[Records contained in a dataset]
↓

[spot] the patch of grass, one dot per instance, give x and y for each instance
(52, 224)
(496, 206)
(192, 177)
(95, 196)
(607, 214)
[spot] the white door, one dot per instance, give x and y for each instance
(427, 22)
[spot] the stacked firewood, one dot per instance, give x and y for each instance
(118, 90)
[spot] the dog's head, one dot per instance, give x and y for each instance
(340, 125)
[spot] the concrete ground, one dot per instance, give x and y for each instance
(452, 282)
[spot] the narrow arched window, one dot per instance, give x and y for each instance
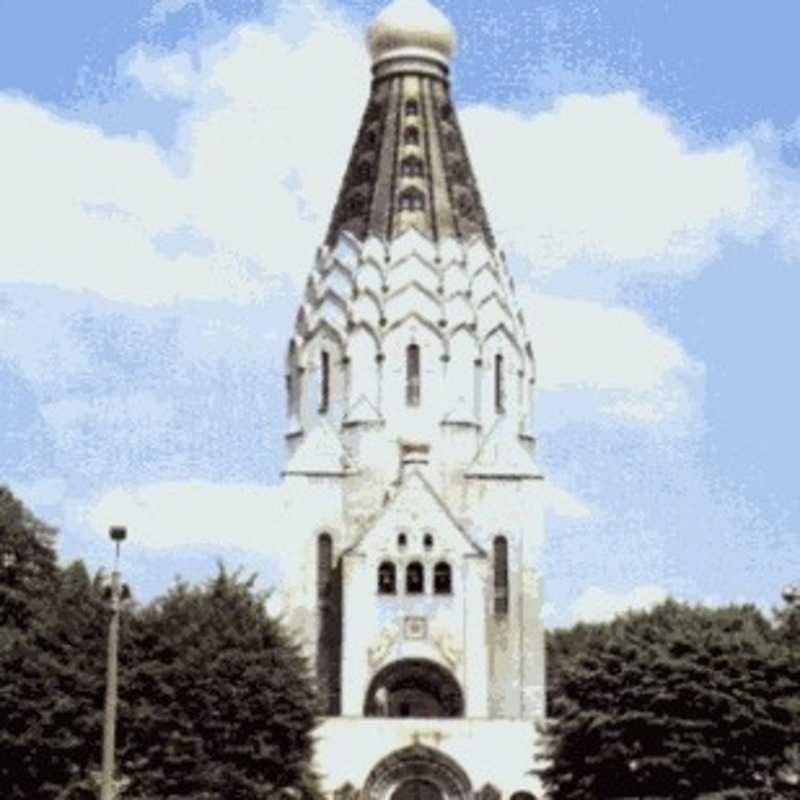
(289, 392)
(500, 575)
(355, 204)
(499, 386)
(325, 381)
(324, 566)
(415, 578)
(387, 578)
(413, 388)
(442, 579)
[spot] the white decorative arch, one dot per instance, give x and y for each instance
(414, 298)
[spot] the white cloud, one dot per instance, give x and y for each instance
(600, 605)
(608, 179)
(637, 371)
(185, 513)
(248, 186)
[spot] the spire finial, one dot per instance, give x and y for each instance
(410, 27)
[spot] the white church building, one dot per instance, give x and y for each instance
(409, 486)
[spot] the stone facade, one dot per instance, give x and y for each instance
(410, 490)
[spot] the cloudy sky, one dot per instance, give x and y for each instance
(168, 168)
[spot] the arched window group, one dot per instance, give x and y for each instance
(415, 578)
(412, 167)
(412, 200)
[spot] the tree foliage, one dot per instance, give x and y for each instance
(678, 702)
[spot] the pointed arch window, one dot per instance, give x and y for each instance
(499, 385)
(325, 381)
(413, 387)
(355, 205)
(387, 578)
(411, 135)
(442, 578)
(412, 200)
(412, 167)
(289, 392)
(324, 567)
(415, 578)
(500, 575)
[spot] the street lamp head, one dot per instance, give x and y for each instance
(118, 533)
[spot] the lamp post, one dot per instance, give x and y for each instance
(108, 788)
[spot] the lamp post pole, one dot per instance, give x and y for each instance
(108, 787)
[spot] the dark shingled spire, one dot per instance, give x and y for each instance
(409, 166)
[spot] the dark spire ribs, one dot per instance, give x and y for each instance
(409, 167)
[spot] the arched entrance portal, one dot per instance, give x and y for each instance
(417, 773)
(414, 688)
(416, 789)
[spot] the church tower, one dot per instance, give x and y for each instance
(410, 488)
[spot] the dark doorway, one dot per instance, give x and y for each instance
(414, 688)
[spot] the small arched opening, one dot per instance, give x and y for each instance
(417, 773)
(387, 578)
(414, 687)
(415, 578)
(442, 579)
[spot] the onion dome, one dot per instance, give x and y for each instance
(410, 27)
(409, 168)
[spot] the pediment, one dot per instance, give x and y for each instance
(415, 505)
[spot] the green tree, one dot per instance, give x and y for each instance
(27, 565)
(51, 692)
(217, 700)
(678, 702)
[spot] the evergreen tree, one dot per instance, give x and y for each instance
(27, 565)
(216, 699)
(678, 702)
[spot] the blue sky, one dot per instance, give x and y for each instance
(165, 184)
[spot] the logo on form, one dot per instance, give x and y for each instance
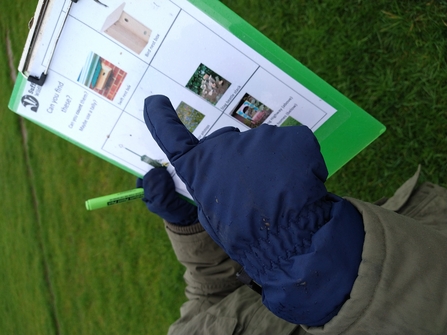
(31, 102)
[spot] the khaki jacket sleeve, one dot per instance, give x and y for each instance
(401, 287)
(210, 274)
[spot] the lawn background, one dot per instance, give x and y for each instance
(64, 270)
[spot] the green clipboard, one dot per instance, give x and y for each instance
(348, 131)
(342, 136)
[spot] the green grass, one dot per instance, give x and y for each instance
(64, 270)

↑

Print the lines from the line with "[spot] the evergreen" to the end of the data above. Include both ends, exclude the pictures, and add nothing else.

* [Solution to the exercise]
[spot] the evergreen tree, one dot per instance, give x and y for each instance
(27, 565)
(216, 699)
(678, 702)
[spot] the blue sky, one dot per instance, give x and y for each instance
(165, 184)
[spot] the logo on form, one dot per instance, give x and y for each instance
(31, 102)
[spot] the khaki jacket sleeve, one dot per instance, give x and y for each instance
(401, 287)
(210, 274)
[spot] the lawn background, one dot per instance, give x and y for each instance
(64, 270)
[spot] the green clipboard, one dot per instance, give x and y for each instance
(348, 131)
(342, 136)
[spot] the green grass, one dot per instance, give x and y for each instance
(64, 270)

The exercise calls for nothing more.